--- Begin Data for this task ---

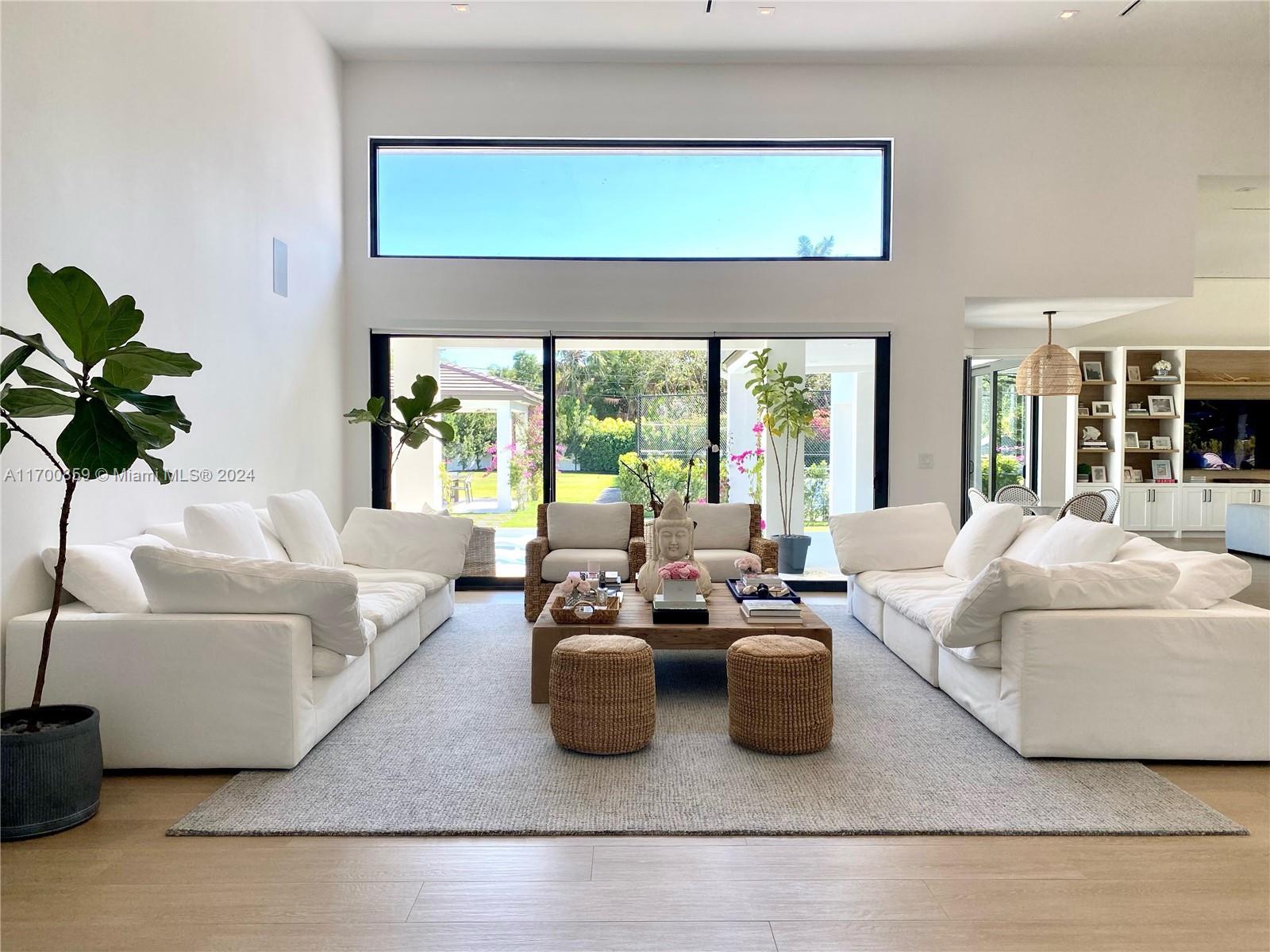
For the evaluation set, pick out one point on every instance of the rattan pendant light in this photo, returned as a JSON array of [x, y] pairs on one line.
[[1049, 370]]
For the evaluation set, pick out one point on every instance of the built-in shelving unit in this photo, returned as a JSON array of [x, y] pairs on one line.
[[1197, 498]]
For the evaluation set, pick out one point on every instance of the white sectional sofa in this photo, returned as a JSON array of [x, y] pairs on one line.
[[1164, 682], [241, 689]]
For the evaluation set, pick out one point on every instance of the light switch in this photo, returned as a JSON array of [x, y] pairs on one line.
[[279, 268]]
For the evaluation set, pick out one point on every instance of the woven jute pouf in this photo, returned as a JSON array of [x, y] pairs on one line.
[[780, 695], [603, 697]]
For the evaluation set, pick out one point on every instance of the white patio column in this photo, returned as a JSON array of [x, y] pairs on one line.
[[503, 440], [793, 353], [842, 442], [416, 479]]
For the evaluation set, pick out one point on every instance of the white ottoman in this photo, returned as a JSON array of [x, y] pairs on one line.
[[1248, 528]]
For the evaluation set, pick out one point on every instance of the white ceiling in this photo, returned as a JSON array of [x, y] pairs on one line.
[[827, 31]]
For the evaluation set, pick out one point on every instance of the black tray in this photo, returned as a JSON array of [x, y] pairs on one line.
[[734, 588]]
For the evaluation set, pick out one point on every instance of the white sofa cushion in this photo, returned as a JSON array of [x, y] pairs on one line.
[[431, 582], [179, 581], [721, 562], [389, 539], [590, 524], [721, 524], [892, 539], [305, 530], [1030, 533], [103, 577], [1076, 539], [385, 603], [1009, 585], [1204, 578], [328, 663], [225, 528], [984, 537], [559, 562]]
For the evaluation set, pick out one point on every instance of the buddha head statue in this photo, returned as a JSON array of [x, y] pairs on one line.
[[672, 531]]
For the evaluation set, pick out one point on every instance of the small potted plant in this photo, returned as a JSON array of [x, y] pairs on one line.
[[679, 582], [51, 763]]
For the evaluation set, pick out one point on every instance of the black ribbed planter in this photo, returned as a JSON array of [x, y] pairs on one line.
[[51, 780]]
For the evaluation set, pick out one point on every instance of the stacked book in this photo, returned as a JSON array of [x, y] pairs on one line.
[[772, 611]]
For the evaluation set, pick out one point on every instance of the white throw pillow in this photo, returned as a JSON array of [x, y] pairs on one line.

--- End Data for this task ---

■ **Written task**
Please rewrite the stretch of the material from the line containing "of the built-in" through the line containing "[[279, 268]]", changing "evaluation set" to "test set" and leaving everything else as it is.

■ **Result of this exercise**
For the test set, pick out one point on every instance of the built-in shelving unit in this photo, returned as a JSON array of [x, y] pairs on one line.
[[1197, 498]]
For the test set, pick out one point on every instance of the white sectional sofa in this photo, returned as a JSON array of [x, y] pairs on one line.
[[1164, 682], [241, 689]]
For the test set, pick out one point on every instance of the light switch in this photo, returned as a JSON array of [x, y] pairs on one line.
[[279, 268]]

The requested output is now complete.